[Natural language region descriptions]
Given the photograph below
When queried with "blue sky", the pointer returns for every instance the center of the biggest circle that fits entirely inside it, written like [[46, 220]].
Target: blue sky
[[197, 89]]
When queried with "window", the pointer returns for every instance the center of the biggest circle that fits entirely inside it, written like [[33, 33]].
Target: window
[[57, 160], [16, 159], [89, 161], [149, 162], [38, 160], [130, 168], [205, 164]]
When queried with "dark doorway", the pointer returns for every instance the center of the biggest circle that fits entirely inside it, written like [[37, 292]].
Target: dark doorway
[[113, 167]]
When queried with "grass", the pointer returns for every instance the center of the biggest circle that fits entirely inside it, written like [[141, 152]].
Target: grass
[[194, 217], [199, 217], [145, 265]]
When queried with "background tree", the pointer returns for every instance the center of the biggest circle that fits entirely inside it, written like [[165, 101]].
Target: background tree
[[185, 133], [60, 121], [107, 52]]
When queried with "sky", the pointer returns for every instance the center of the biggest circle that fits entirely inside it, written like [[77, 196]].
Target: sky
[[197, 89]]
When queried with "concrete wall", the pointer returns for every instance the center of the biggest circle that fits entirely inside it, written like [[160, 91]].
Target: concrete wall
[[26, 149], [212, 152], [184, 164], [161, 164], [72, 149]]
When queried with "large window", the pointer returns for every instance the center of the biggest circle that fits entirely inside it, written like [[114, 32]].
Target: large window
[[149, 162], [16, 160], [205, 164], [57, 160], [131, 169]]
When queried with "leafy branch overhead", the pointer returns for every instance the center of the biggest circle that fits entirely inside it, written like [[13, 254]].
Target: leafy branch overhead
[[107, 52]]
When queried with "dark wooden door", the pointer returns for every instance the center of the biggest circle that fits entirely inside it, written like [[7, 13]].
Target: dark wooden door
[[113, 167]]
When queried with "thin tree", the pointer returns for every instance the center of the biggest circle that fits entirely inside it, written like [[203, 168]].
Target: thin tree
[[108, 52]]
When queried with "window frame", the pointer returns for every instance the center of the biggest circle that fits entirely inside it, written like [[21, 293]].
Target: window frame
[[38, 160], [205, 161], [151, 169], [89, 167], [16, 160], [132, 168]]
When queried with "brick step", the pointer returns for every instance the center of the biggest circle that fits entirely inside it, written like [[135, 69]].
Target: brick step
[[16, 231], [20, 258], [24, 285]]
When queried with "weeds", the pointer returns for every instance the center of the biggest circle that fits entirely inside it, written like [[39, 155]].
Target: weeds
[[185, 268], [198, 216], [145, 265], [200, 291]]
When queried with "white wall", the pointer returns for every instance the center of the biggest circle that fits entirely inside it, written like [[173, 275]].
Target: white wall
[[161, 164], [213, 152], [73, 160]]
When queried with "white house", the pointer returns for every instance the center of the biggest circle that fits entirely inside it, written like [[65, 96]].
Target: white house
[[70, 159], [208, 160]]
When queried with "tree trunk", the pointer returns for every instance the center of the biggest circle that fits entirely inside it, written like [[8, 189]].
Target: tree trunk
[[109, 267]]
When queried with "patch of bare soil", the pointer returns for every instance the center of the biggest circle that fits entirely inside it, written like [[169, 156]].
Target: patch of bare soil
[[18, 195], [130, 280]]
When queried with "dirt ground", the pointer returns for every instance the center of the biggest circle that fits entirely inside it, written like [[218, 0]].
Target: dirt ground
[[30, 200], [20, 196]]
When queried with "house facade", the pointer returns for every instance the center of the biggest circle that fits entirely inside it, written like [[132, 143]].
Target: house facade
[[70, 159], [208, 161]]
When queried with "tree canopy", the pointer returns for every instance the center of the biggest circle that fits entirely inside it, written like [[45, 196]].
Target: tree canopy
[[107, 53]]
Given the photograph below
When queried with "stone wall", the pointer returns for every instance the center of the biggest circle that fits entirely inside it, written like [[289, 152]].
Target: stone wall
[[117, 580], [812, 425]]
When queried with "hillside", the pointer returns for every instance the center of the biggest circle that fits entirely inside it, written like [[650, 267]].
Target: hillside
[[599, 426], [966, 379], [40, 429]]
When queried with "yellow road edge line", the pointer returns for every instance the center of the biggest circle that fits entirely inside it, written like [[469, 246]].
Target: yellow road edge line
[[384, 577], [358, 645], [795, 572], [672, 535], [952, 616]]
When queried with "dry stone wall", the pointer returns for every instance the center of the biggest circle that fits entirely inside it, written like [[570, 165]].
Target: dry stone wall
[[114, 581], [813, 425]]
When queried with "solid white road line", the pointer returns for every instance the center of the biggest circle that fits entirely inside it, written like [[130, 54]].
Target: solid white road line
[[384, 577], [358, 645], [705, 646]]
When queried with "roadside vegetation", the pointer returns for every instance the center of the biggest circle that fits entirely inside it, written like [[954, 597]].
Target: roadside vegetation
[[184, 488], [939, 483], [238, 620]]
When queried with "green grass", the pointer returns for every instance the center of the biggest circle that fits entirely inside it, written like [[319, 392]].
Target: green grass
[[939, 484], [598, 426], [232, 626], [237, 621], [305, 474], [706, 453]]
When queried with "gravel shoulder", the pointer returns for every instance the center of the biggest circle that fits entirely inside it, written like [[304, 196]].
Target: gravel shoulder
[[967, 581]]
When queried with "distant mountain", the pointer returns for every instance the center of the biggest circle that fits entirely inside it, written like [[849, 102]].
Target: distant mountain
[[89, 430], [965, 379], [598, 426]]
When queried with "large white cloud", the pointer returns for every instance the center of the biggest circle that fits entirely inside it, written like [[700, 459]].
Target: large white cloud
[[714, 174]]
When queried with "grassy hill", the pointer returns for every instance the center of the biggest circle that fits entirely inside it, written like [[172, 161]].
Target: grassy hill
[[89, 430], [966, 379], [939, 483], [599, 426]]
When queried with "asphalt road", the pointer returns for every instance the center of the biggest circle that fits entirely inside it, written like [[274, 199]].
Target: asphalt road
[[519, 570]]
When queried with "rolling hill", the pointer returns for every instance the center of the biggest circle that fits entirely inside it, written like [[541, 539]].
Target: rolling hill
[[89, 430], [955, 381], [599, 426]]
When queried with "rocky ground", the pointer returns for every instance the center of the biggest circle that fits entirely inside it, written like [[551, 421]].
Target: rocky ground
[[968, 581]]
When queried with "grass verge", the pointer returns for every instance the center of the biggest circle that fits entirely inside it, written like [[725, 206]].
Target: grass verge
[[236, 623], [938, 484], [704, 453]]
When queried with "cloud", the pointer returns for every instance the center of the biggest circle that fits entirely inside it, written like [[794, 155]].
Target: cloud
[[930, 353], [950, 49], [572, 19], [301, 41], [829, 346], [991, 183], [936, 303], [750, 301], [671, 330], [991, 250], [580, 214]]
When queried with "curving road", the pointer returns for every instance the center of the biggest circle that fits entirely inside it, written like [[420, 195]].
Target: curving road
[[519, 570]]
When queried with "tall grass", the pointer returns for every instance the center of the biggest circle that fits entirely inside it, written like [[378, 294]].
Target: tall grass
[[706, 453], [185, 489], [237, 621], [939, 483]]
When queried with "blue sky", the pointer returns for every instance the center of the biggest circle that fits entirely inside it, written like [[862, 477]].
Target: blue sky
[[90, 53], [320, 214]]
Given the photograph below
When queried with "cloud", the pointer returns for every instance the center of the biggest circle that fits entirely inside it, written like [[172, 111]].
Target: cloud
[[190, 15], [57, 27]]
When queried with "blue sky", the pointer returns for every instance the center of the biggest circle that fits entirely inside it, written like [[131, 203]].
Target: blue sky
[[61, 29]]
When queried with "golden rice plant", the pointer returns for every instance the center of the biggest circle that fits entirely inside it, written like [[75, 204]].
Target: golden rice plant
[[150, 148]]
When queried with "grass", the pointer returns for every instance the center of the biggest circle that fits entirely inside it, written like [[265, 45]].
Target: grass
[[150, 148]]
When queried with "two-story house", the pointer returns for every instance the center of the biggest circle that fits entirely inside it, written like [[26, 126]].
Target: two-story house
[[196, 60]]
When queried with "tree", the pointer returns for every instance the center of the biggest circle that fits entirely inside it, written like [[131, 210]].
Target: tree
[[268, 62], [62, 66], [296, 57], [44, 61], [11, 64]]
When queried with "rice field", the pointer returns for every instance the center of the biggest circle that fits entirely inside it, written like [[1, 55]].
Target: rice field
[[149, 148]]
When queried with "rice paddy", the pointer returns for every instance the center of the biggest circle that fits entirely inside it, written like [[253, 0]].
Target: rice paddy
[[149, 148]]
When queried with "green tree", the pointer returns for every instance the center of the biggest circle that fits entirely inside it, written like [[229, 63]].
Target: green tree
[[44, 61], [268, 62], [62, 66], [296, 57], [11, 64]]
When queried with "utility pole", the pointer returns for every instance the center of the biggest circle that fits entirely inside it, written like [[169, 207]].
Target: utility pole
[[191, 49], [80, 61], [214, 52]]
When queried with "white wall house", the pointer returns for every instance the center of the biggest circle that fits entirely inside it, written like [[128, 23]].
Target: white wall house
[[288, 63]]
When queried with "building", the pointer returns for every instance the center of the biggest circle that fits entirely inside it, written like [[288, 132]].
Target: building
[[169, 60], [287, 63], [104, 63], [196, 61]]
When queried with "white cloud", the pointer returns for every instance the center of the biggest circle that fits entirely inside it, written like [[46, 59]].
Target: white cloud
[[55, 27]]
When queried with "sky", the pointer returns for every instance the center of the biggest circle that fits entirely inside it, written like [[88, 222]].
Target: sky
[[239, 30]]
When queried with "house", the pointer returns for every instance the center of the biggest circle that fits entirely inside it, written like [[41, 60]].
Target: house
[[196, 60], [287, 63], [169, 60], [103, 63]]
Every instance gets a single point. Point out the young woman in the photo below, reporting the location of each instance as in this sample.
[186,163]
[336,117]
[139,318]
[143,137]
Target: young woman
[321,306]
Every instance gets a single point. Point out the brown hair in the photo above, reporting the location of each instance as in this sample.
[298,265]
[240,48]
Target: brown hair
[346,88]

■ **Task to complete**
Wherever "each" occurs in the entries above, copy the line it sits on.

■ **Solution for this task**
Every instance gets a single point. Point out the young woman in the photo below, reporting the location of each instance as in this sample.
Every instance gets a single point. Point out the brown hair in the photo above, reporting the location of each instance as in this sample.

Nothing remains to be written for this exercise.